**Supplied material:**
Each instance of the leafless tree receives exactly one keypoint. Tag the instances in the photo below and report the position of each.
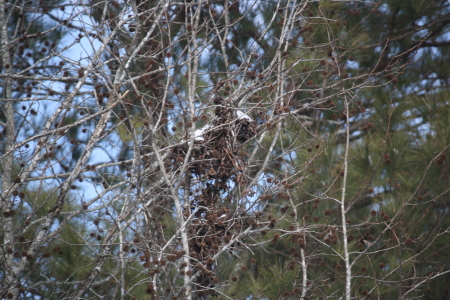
(141, 151)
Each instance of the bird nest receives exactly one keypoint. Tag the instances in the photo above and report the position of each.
(216, 160)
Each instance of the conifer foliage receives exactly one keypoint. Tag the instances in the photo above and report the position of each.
(224, 149)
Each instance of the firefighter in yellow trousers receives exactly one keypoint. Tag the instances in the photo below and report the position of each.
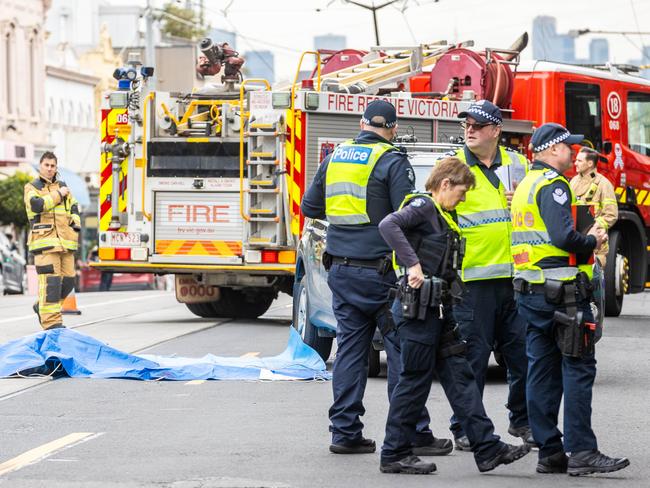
(592, 188)
(54, 221)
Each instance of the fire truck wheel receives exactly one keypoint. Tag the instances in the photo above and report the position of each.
(201, 309)
(616, 275)
(307, 330)
(249, 304)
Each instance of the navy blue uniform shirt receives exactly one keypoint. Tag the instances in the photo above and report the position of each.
(414, 216)
(554, 202)
(391, 180)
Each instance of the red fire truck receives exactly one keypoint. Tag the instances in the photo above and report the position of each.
(208, 185)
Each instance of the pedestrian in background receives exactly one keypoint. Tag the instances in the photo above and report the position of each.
(591, 188)
(54, 221)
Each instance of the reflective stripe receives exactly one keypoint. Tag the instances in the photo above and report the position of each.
(487, 272)
(50, 308)
(347, 219)
(345, 188)
(485, 217)
(532, 237)
(541, 275)
(69, 244)
(44, 243)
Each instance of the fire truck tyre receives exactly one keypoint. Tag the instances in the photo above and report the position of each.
(374, 366)
(616, 275)
(307, 330)
(204, 310)
(241, 305)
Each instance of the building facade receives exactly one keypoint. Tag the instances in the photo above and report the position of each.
(23, 125)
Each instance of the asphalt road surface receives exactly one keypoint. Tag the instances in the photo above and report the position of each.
(125, 433)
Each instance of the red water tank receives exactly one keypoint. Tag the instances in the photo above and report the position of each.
(336, 60)
(464, 69)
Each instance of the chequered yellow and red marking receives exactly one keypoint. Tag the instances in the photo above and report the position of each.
(114, 122)
(178, 247)
(642, 196)
(296, 125)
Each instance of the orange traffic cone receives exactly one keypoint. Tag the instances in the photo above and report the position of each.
(69, 306)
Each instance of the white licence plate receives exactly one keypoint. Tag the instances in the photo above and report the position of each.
(124, 239)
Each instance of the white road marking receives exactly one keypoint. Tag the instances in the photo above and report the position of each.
(250, 355)
(83, 307)
(46, 450)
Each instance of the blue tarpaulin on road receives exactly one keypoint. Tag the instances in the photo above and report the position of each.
(82, 356)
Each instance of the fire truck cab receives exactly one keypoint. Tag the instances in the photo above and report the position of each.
(611, 107)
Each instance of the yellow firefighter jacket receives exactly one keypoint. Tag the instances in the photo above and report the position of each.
(595, 189)
(54, 221)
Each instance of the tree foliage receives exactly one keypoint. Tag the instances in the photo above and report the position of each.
(177, 28)
(12, 206)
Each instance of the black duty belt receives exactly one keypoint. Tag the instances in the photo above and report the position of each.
(361, 263)
(522, 286)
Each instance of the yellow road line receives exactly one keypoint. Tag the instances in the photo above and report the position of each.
(41, 452)
(250, 355)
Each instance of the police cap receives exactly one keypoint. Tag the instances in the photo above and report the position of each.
(550, 134)
(383, 109)
(484, 112)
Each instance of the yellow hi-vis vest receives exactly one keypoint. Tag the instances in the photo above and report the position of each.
(346, 181)
(52, 219)
(530, 239)
(485, 221)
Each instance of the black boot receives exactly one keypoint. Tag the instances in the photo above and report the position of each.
(408, 465)
(524, 433)
(506, 455)
(35, 309)
(439, 447)
(555, 463)
(361, 446)
(462, 443)
(588, 462)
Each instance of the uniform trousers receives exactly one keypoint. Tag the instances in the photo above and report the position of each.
(56, 276)
(551, 375)
(488, 316)
(359, 300)
(420, 361)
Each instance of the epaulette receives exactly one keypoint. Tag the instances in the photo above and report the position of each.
(452, 152)
(549, 174)
(38, 183)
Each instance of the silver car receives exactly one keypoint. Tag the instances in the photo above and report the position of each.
(312, 299)
(12, 267)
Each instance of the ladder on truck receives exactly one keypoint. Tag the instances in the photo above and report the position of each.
(265, 212)
(379, 70)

**Work to complete:**
With the pictures left aside, write out all of the records above exactly.

**Result for this task:**
Each instance of the leafless tree receives exactly one keypoint. Tag the instances in the photo below and report the position of each.
(141, 151)
Each instance of the bird nest receives exactly one keypoint. Tag the instances in the photo above and report the position of each.
(216, 160)
Each instance of the conifer foliage receives exactly one keypoint. Tag the instances in the photo above and report the position of each.
(224, 149)
Each instance of the firefighter in yellow trousers receives exactly one keypoint. Tag the instances in the photo below and report the position of each.
(592, 188)
(54, 221)
Each instance of the fire truck wheel receives exactly one keypoint. Tag the instances in the photo above and report the position of each.
(201, 309)
(616, 275)
(307, 330)
(249, 304)
Each instance of the navy blue uniform shirt receives exactly one keypoint. Tag the instances in the photo above and report the position of each.
(414, 216)
(554, 202)
(391, 180)
Each instance of the red fire truck receives exactly one keypoint. Tag the instances in the photo above and report the position of each.
(208, 185)
Each instance of the pedestrian in background receives exactly one keypoint. Tag the instances in the photo above and report the position of each.
(591, 188)
(54, 221)
Each instance of the reflective stripe receives exactly one keypoint. Tag the instances in the photo above and report the position of each.
(487, 272)
(50, 308)
(347, 219)
(345, 188)
(485, 217)
(532, 237)
(541, 275)
(69, 244)
(44, 243)
Each instance of the fire truck tyre receives exactly one keypoint. Tag the instances in the photo above and report the position of each.
(374, 366)
(616, 275)
(307, 330)
(204, 310)
(241, 305)
Each instance of the building facade receives exactly one keypoint. Tag the instances in the photo above and report the position of each.
(23, 125)
Each instance of the asphalt road surface receives exactly one keypoint. Tag the instances in the photo above and report the position of each.
(125, 433)
Each instance of the red water tank receives exactly one keypoint. Tag the instances in the photo above and report the position of each.
(336, 60)
(464, 69)
Each instance of the chequered yellow and red marking receives exactly one keypoint. Tag the instances in the photo above and report the position of each.
(114, 122)
(178, 247)
(642, 196)
(296, 125)
Each instance of the orange traffic cone receives exactly one keypoint. Tag the instances in the photo above and report the position of each.
(69, 306)
Each instance of the white licence plate receives exactly one keypoint. Tag the instances in the photo above and report the position of each.
(124, 239)
Each instance of the white road marking receives exactly one keypoint. Tag the instances in the photo above and report the position of each.
(250, 355)
(83, 307)
(46, 450)
Each instance of the blue tarpaulin on road receives exactly one keypoint. Tag the instances in the photo above and report the position of each.
(82, 356)
Each instance of the fire truck cab receives exactly one keypoint. Tag the instances in the photo above and report the position of each.
(611, 107)
Each instance of the yellow firefighter jacket receives exactly one keypoint. Tag the instances in the photo above and report the position of each.
(595, 189)
(54, 221)
Each instance of the tree foliage receives exactly one keypoint. Tag the instances in the photo above and report the position of each.
(177, 28)
(12, 206)
Each instance of the black duty belt receives exactly one keypoint. Tag the instances in the photo above and report the position of each.
(361, 263)
(522, 286)
Each instance of the yellow road line receives exactly one keypoint. Tag the instances in the photo above and report the position of each.
(41, 452)
(250, 355)
Each instance of the police cap receives exactly one keypoint. Tag the instances in the photo above and report the position of each.
(550, 134)
(383, 109)
(484, 112)
Each instance of the yellow hi-vis vest receives exactly one keypoint. Tag the instances in the photo above and report the position of each.
(346, 181)
(52, 219)
(530, 239)
(485, 221)
Each instance of the black boot receives exactly one keypoint. Tag the instances in the photo above and report the position of each.
(408, 465)
(524, 433)
(506, 455)
(35, 309)
(439, 447)
(555, 463)
(361, 446)
(462, 443)
(588, 462)
Each instance of the uniform trousers receives exactly one keypoint. Tag the instances in the photo above and report the position of each.
(56, 276)
(551, 375)
(488, 316)
(359, 300)
(420, 361)
Each instance of the epaulette receives exactly one keypoint. Tag the instances in the photo above and report the position of each.
(452, 152)
(549, 174)
(38, 183)
Each instance of the silver car receives exactly one keypoint. Tag the instances in the photo above and report the position of each.
(312, 299)
(12, 267)
Each instance of the ladder on truck receives exactly one keypoint. Tag the instances in the photo above and report the position of each.
(265, 212)
(379, 70)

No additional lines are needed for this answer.